> **WHAT THE EXERCISE ASKS**: Recast the lines below, from the line with "Where can the office" through the line with "[[371, 83], [471, 85]]", as a Markdown table with the columns Row and Line. Number each row and leave out any blank lines.

> **DATA EXCERPTS**:
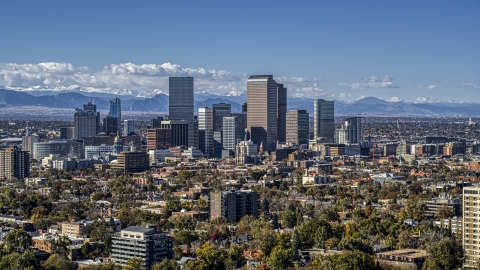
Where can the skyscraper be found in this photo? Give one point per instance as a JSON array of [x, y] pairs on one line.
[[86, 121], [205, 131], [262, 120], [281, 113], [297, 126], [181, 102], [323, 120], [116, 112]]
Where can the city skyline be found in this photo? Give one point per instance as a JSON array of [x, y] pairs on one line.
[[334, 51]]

...

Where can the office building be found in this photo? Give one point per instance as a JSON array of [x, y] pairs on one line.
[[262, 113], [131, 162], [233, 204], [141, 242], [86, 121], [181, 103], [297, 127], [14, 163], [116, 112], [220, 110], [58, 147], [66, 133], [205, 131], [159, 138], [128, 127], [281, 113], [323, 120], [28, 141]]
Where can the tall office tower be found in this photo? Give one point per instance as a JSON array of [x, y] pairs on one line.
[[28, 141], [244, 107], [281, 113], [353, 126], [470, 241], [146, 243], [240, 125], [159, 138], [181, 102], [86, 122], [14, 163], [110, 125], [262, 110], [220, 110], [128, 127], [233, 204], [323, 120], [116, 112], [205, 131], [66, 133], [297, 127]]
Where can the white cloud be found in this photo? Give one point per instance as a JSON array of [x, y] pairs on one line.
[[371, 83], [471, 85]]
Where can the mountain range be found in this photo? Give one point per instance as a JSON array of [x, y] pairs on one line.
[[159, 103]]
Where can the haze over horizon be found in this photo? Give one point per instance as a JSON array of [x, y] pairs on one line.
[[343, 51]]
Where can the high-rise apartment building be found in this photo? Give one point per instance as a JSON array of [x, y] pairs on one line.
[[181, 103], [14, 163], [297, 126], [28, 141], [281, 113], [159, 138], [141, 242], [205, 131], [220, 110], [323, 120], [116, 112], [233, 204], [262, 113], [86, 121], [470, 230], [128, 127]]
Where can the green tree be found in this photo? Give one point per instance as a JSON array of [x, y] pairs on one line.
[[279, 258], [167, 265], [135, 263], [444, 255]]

> **FINAL ANSWER**:
| Row | Line |
|---|---|
| 1 | Where can the office building be found in this photo? Give one point per instance as a JSON array of [x, y] pairs on one line. |
| 2 | [[262, 113], [131, 162], [233, 204], [141, 242], [86, 121], [181, 103], [297, 127], [14, 163], [116, 112], [220, 110], [58, 147], [66, 133], [205, 131], [159, 138], [128, 127], [281, 113], [323, 120], [28, 141]] |
| 3 | Where can the tall office tower be found in this photo? Give one point per instance as a JSON array of [x, y] pairs on one line. |
| 4 | [[28, 141], [244, 107], [281, 113], [353, 126], [470, 241], [146, 243], [240, 125], [159, 138], [181, 102], [86, 122], [14, 163], [110, 125], [262, 110], [220, 110], [128, 127], [233, 204], [323, 120], [116, 112], [205, 131], [66, 133], [297, 127]] |
| 5 | Where can the white cloud be found in this photo? Give one point per instance as a JSON array of [x, y] pairs on one line. |
| 6 | [[371, 83], [471, 85]] |